Short task
Return verbatim the lines of the records starting at the line that contains "# Outline the region of every instance of the sky." and ending at the line that contains "POLYGON ((392 520, 399", including both of those lines and nothing else.

━━━ Raw data

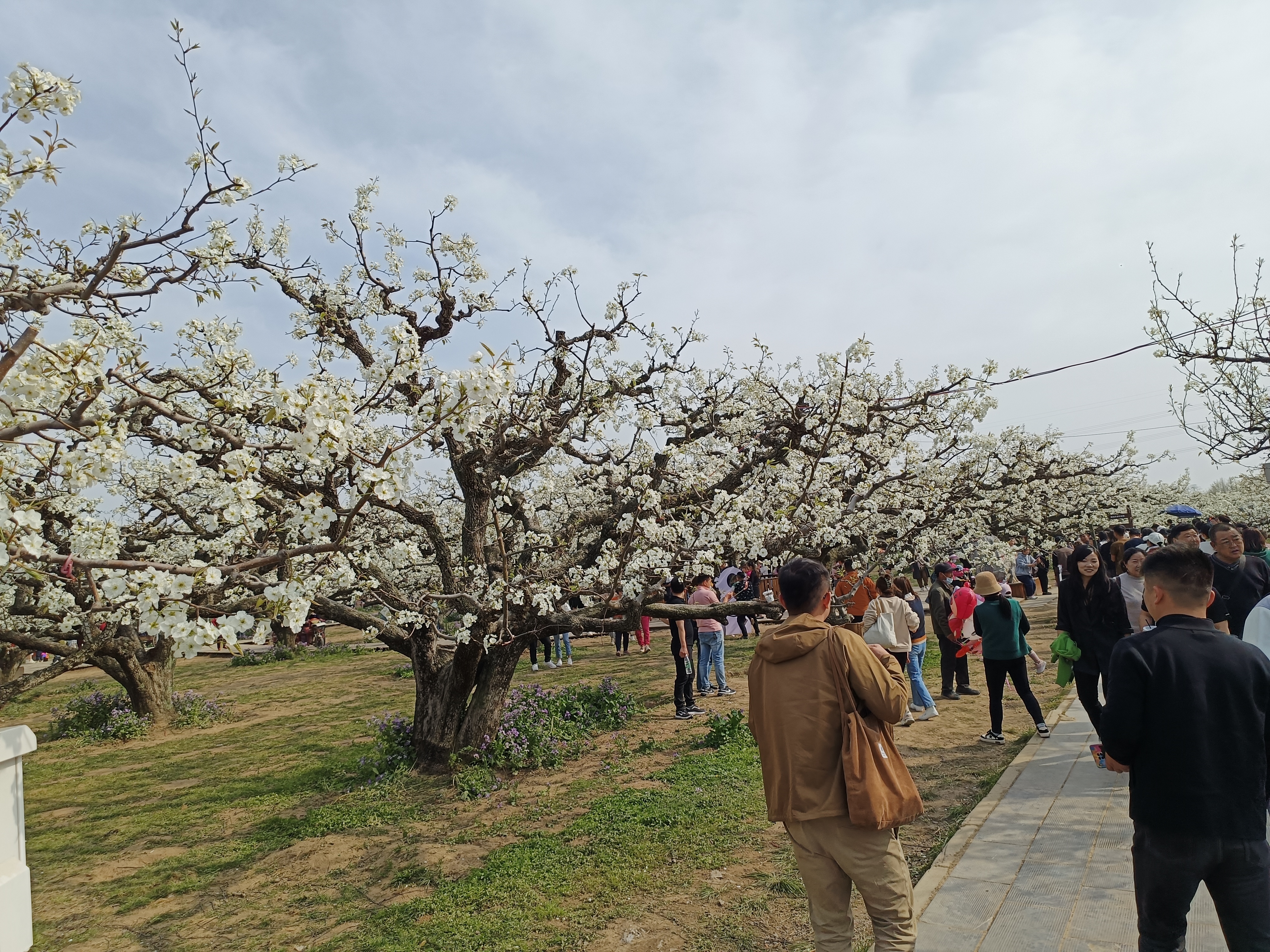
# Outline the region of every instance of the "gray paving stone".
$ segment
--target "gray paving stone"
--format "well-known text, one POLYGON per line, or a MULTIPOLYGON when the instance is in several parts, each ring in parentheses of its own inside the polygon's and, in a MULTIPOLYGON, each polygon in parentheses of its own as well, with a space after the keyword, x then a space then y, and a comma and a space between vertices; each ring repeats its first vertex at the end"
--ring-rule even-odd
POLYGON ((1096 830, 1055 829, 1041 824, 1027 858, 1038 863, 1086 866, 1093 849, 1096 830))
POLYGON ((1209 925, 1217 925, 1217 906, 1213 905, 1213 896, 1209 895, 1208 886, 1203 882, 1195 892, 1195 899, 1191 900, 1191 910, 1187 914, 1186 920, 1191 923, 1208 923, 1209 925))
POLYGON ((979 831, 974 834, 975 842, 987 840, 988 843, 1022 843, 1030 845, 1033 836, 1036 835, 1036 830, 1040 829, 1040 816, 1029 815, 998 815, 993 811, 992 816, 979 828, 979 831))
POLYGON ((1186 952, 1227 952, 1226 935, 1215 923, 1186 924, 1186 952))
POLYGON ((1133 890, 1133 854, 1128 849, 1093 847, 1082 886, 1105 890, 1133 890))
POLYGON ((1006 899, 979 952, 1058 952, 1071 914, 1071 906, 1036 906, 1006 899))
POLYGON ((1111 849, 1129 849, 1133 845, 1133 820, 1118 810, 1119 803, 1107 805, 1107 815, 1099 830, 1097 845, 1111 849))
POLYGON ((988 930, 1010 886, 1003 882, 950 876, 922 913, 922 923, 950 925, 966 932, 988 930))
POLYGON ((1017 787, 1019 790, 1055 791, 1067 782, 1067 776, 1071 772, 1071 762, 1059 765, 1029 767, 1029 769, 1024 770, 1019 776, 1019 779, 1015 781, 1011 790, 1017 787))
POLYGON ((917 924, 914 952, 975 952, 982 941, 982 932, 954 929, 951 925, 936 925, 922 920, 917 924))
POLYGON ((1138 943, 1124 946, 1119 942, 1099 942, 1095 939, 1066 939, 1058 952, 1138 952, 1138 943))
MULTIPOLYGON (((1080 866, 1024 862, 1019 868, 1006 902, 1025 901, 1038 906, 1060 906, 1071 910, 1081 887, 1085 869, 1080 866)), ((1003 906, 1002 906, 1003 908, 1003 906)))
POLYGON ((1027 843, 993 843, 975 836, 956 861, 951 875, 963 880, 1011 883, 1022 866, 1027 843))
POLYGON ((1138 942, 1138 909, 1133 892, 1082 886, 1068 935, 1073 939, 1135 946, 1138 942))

━━━━━━
━━━ Raw data

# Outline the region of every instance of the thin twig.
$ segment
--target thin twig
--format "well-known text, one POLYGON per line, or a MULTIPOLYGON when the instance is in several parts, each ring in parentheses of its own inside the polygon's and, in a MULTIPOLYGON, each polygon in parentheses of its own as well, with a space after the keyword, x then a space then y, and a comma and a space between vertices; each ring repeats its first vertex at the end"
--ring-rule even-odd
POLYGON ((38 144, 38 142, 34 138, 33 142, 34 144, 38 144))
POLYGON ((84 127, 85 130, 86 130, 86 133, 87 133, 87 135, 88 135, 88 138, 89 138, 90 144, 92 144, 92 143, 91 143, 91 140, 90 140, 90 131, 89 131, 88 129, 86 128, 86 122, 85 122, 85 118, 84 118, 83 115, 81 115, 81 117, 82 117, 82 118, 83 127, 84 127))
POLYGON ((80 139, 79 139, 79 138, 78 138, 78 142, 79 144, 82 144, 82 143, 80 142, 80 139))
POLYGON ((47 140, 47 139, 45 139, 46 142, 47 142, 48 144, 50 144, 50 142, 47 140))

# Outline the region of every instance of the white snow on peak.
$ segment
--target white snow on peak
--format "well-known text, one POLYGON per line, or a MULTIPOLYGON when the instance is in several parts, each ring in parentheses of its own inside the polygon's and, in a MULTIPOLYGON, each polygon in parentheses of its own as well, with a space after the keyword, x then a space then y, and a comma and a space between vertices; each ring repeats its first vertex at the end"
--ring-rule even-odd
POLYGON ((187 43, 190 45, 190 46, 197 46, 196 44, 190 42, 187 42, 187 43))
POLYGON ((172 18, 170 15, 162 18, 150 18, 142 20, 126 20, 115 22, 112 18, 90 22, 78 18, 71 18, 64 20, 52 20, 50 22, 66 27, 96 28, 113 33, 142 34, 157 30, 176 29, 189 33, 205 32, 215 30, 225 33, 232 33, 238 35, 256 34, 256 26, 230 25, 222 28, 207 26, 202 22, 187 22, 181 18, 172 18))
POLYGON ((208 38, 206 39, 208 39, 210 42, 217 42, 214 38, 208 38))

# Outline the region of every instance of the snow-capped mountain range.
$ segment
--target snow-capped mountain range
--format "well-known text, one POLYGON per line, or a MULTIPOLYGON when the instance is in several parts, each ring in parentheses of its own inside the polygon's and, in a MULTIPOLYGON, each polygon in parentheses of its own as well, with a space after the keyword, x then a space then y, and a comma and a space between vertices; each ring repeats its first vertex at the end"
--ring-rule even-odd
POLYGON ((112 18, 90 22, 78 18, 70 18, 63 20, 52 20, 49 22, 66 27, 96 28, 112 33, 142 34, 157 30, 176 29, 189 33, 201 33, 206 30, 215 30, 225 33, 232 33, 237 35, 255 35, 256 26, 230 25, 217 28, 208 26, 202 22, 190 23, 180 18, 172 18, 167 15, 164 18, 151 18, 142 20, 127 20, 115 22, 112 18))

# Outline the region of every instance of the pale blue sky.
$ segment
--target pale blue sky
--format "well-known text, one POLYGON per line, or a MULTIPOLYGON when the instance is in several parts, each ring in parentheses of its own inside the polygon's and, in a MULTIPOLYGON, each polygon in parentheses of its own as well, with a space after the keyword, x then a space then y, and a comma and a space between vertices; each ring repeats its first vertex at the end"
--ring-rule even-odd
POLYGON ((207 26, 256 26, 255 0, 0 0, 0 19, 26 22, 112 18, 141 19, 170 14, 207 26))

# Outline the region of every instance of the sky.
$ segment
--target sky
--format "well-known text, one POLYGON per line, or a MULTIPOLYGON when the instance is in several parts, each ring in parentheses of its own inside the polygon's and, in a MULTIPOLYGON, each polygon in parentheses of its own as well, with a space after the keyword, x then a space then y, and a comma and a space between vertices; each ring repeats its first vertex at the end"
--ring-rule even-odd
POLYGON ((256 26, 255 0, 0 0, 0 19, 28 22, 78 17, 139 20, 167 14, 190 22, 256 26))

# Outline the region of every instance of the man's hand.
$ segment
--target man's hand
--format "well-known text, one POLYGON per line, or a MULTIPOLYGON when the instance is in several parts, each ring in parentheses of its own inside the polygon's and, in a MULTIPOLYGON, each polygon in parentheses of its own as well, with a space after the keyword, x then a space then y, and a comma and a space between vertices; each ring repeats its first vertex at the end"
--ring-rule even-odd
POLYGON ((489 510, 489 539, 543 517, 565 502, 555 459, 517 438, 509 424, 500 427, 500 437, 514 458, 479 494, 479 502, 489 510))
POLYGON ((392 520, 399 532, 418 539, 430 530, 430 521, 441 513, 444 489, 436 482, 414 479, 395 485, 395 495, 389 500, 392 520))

━━━━━━

Reply
# Outline the region of every instance of the sky.
$ segment
--target sky
--format "well-known text, one POLYGON per line, or a MULTIPOLYGON when the instance is in several parts, each ring in parentheses of its own inside the polygon's and, in a MULTIPOLYGON, each polygon in parentheses of its own as well, with a space after the keyword, x then a space then y, and a comma and a space between vertices; each ring repeats its first vertex at the end"
--ring-rule even-odd
POLYGON ((256 26, 255 0, 0 0, 0 19, 28 22, 78 17, 139 20, 167 14, 190 22, 256 26))

# Outline the region of every instance of the man's hand.
$ segment
--target man's hand
--format "well-known text, one POLYGON per line, or a MULTIPOLYGON when the instance is in several parts, each ring in parentheses of its own inside the polygon's and, in a MULTIPOLYGON, each polygon in parentheses of its own as well, with a space after the keyword, x then a space then y, and a comma and a space between vertices; each ring repeats its first vertex at the end"
--ring-rule even-odd
POLYGON ((489 510, 489 539, 543 517, 565 502, 555 459, 517 438, 509 424, 500 427, 500 437, 514 458, 479 494, 479 502, 489 510))
POLYGON ((392 520, 399 532, 418 539, 430 530, 430 521, 441 513, 444 489, 436 482, 414 479, 395 485, 395 495, 389 500, 392 520))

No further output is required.